#### Task details
Could you continue the text on types of home inspections from its final sentence?

Types of Home Inspections

Structural and Mechanical Inspection

  • This is the most common inspection requested by the buyer.
  • This inspection determines if the major mechanical and structural components of your home are performing their intended functions.
  • The inspections should take place as soon as possible in order to negotiate repairs early in the process.
  • A typical inspection will take two or more hours to complete. It includes roof, basement, plumbing, electrical systems and overall structural soundness. A detailed report is delivered to their buyer and their agent. From this report buyer and seller determine which repairs, if any will be made. The inspection also serves as an educational process, helping the buyer become familiar with their new home.


  • Radon is a tasteless, odorless gas. It is a proven carcinogen and ranks second only to cigarette smoking as a cause of lung cancer.
  • If you have a radon problem, it is usually easy and inexpensive to abate.
  • It typically migrates through the ground to the air above and into your home through the following: cracks in concrete, suspended floors, gaps around pipes, cavities inside walls, or the water supply if you have a well.
  • Nearly one out of fifteen homes in the United States is estimated to have elevated radon levels. Although radon is more common in some areas, any home may be at risk.
  • The only way to know for sure is to test. A monitoring device is put in place. There are a number of radon sampling devices that you can buy, or you can have a professional company conduct tests. It is important during the test period to keep all windows and doors closed except for normal exit and entry.
  • If the test reveals a radon level of 4 pico curies per liter or more (EPA standard) a second test will usually be conducted. If the level remains elevated, it will be necessary to take corrective measures. The type of remediation will depend on the design of the home and the cause of the problem.

Wood Destroying Pest

  • It is frequently referred to as a termite inspection. The inspection is usually required by the lender and strongly recommended if not required.
  • This inspection also identifies the presence of certain types of beetles, carpenter ants and wood rot. All of these left unchecked can cause extensive structural damage.
  • If an active infestation is discovered you will be responsible for having it treated.
  • If any damage is discovered from either a past or current active infestation, the lender will most likely require further investigation by a licensed contractor or structural engineer. This is to determine if the damage has compromised the structural integrity of the house. This cost is usually borne by the seller.


  • Many older homes have asbestos insulation in walls and ceilings, wrapped around hot water pipes or in exterior shingles.
  • If you suspect there may be asbestos in your home, you should have a professional inspection. Generally, asbestos is considered a health hazard when the material is friable, that is, when it crumbles, releasing tiny fibers into the air.

#### Stored data
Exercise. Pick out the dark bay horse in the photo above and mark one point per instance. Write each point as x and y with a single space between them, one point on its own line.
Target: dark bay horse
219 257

#### Exercise response
  • Removal of asbestos can be an expensive process and must be conducted by trained and certified professionals. But the presence of asbestos may not be a health hazard, and in some cases, an asbestos hazard can be isolated without removal.

Well Water and Septic Systems

  • It is recommended that a seller has their septic system pumped every three years and before the septic inspections are done.
  • Various tests will be done to check the quality of well water. The standard tests are: Coliform, pH; Iron; Manganese; Harness and Nitrates.
  • When the test results exceed the Board of Health standards, the seller will be required to correct the problem.

Lead-Based Paint

  • Approximately three-quarters of the housing in the United States built before 1978 (about 64 million dwellings) contain lead-based paint. When properly maintained and managed, this paint possesses little risk.
  • Affects Brain - Lead poisoning can cause permanent damage to the brain and create reduced intelligence and behavioral problems. Lead also can damage other organs and can cause abnormal fetal development in pregnant women. People can get lead in their bodies by breathing or swallowing lead dust, or by eating soil or paint chips with lead in them.
  • Often Found in Pre-1978 Housing - The Residential Lead-Based Paint Hazard Reduction ACT of 1992 directs the Department of Housing and Urban Development (HUD) and the Environmental Protection Agency (EPA) to ensure people receive information needed to protect themselves from lead-based paint hazards.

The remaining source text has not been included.